Document

%%

See Supplementary Methods.

By Theorem 2, asymptotically, we have

$$\begin{array}{rcl}Var(\hat{b}({u}_{i},{v}_{i},{t}_{k})) & = & {{I}_{M}}^{-1}{{\rm{\Sigma }}}_{M}{{I}_{M}}^{-1}\\ & = & {[{E}_{0}(\frac{{\partial }^{2}{\bar{l}}_{i,{t}_{k}}(\beta )}{\partial {\beta }^{2}}{|}_{\beta =\beta ({u}_{i},{v}_{i},{t}_{k})})]}^{-1}\\ & & \times \,(\sum _{j=1}^{M}Va{r}_{0}({W}_{ij}\frac{\partial {l}_{j,{t}_{k}}(\beta |{Y}_{j,{t}_{k}},{X}_{j,{t}_{k}})}{\partial \beta }{|}_{\beta =\beta ({u}_{i},{v}_{i},{t}_{k})}))\\ & & \times \,{[{E}_{0}(\frac{{\partial }^{2}{\bar{l}}_{i,{t}_{k}}(\beta )}{\partial {\beta }^{2}}{|}_{\beta =\beta ({u}_{i},{v}_{i},{t}_{k})})]}^{-1}.\end{array}$$
(26)

%%

Information given
%%

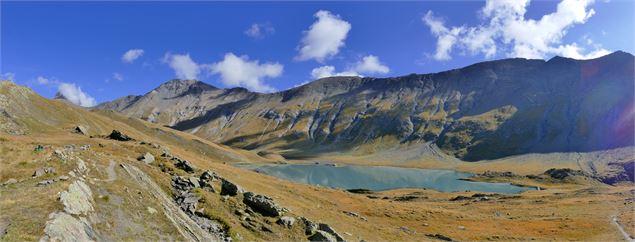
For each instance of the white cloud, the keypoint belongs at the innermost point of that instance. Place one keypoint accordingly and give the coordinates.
(324, 38)
(506, 28)
(42, 80)
(7, 76)
(131, 55)
(240, 71)
(183, 66)
(322, 71)
(369, 64)
(75, 95)
(260, 30)
(117, 76)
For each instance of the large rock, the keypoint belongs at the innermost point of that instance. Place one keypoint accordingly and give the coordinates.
(43, 171)
(207, 179)
(146, 158)
(229, 188)
(182, 184)
(116, 135)
(66, 228)
(187, 201)
(322, 237)
(328, 229)
(78, 199)
(184, 165)
(80, 130)
(563, 173)
(309, 226)
(286, 221)
(262, 204)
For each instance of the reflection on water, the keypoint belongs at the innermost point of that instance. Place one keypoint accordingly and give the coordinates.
(381, 178)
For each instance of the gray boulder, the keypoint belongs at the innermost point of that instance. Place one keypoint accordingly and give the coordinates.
(263, 204)
(146, 158)
(187, 201)
(64, 227)
(286, 221)
(78, 199)
(229, 188)
(181, 183)
(10, 181)
(43, 171)
(116, 135)
(45, 183)
(207, 179)
(80, 130)
(328, 229)
(184, 165)
(322, 237)
(309, 226)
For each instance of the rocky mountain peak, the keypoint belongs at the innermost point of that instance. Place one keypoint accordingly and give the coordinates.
(178, 87)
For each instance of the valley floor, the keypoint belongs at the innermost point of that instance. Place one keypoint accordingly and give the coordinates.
(125, 209)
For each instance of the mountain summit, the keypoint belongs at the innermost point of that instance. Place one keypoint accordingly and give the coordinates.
(483, 111)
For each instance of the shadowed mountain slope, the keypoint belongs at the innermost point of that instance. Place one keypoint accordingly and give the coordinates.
(484, 111)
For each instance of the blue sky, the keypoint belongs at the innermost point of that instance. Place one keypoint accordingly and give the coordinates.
(78, 48)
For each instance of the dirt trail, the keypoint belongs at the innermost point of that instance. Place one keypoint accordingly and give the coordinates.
(184, 224)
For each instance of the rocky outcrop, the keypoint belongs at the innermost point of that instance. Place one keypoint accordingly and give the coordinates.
(66, 228)
(322, 236)
(146, 158)
(229, 188)
(184, 165)
(263, 204)
(43, 171)
(116, 135)
(286, 221)
(80, 130)
(186, 226)
(486, 110)
(563, 173)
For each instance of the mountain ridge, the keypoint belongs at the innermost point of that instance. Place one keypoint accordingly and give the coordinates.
(485, 110)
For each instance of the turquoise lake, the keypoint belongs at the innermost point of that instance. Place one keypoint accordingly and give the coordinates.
(378, 178)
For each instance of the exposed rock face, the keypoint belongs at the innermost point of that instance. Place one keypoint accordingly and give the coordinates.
(309, 226)
(146, 158)
(229, 188)
(43, 171)
(286, 221)
(116, 135)
(80, 130)
(331, 231)
(322, 237)
(563, 173)
(184, 165)
(262, 204)
(78, 199)
(619, 172)
(484, 111)
(207, 179)
(66, 228)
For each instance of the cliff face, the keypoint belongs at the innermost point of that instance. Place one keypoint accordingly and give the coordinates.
(483, 111)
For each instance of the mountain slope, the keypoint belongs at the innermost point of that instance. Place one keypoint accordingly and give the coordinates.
(484, 111)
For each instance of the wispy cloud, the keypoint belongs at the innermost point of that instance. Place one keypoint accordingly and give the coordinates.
(7, 76)
(369, 64)
(260, 30)
(131, 55)
(183, 65)
(240, 71)
(324, 38)
(505, 29)
(75, 95)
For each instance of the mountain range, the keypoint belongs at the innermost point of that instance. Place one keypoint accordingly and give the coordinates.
(483, 111)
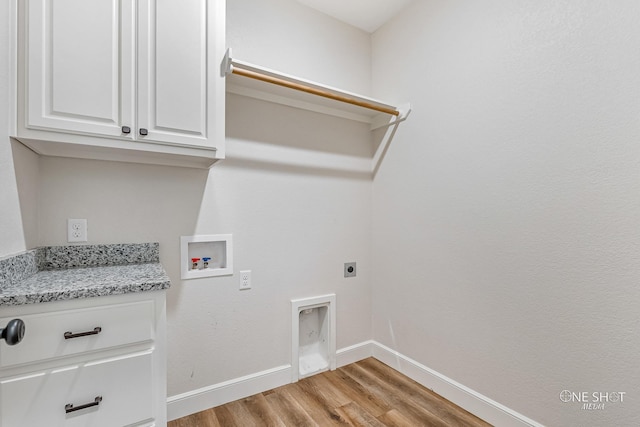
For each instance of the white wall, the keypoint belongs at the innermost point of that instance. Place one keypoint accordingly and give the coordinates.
(506, 211)
(14, 238)
(293, 225)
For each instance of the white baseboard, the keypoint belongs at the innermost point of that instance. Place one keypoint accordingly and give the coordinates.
(218, 394)
(354, 353)
(204, 398)
(472, 401)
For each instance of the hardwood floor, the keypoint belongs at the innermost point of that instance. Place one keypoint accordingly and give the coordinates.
(366, 393)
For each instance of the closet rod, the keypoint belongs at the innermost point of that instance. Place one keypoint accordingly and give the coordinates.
(311, 90)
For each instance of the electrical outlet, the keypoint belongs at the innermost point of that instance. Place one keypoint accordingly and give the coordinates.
(245, 279)
(76, 230)
(349, 269)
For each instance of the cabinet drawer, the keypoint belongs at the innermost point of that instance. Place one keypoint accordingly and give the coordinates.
(44, 337)
(123, 384)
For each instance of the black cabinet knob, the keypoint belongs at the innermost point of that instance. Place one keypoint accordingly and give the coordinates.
(13, 332)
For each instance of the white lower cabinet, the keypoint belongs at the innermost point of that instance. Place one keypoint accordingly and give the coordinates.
(93, 380)
(113, 392)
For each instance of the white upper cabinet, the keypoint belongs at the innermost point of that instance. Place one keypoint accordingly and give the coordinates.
(131, 80)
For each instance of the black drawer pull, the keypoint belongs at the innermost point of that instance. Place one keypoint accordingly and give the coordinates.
(13, 332)
(69, 335)
(70, 408)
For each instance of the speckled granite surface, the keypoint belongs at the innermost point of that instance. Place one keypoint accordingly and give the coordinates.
(17, 268)
(68, 272)
(98, 255)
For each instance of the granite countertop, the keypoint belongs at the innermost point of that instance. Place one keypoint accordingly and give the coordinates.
(57, 273)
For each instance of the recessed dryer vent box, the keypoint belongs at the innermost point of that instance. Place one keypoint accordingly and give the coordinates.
(206, 256)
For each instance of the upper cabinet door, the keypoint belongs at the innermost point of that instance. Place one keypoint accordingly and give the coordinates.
(179, 80)
(80, 73)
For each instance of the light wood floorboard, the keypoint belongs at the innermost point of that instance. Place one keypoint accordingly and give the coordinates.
(367, 393)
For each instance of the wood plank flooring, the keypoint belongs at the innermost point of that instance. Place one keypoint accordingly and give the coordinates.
(366, 393)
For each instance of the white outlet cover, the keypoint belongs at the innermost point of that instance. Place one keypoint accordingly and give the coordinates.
(76, 230)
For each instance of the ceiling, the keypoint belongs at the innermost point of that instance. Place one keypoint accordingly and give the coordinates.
(367, 15)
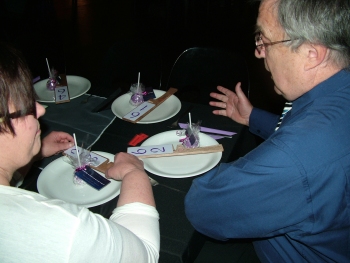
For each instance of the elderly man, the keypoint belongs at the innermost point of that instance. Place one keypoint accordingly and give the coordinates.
(292, 193)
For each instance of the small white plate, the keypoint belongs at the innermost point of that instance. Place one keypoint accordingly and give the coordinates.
(180, 166)
(164, 111)
(77, 86)
(56, 182)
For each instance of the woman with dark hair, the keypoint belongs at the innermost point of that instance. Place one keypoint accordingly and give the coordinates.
(37, 229)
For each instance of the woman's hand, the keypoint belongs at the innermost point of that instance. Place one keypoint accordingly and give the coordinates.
(55, 142)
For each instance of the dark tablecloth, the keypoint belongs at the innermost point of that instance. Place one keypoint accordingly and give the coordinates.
(179, 241)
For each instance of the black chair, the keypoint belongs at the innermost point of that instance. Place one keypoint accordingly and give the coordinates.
(199, 70)
(122, 63)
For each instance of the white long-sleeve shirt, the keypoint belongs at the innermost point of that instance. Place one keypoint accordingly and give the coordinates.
(36, 229)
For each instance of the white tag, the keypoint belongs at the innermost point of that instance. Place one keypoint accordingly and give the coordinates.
(150, 150)
(97, 159)
(61, 94)
(139, 111)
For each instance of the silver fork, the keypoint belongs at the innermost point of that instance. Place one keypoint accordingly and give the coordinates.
(86, 100)
(175, 123)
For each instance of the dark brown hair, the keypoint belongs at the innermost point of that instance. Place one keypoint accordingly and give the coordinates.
(16, 88)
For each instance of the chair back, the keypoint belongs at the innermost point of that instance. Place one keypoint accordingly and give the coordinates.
(122, 63)
(199, 70)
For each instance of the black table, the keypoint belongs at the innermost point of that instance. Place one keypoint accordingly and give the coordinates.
(179, 241)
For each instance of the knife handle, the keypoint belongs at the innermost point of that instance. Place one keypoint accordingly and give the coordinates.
(162, 98)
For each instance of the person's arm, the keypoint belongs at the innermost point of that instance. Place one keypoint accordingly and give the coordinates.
(236, 106)
(55, 142)
(135, 208)
(136, 186)
(250, 197)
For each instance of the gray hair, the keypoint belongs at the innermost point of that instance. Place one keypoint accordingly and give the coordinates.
(325, 22)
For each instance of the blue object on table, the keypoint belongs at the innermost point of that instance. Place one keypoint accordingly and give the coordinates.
(91, 177)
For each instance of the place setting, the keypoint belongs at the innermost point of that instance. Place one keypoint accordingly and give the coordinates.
(143, 105)
(59, 180)
(186, 150)
(60, 88)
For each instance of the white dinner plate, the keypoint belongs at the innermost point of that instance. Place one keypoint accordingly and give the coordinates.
(180, 166)
(56, 182)
(77, 86)
(164, 111)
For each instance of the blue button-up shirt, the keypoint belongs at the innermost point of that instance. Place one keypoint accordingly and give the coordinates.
(291, 193)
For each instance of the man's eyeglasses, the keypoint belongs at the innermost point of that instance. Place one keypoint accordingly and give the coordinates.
(260, 45)
(19, 114)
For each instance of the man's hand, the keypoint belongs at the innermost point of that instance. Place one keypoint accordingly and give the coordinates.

%%

Direction
In the excerpt on the variance formula, which theorem is cited as the basis for the asymptotic variance expression?

Solution to the problem
Theorem 2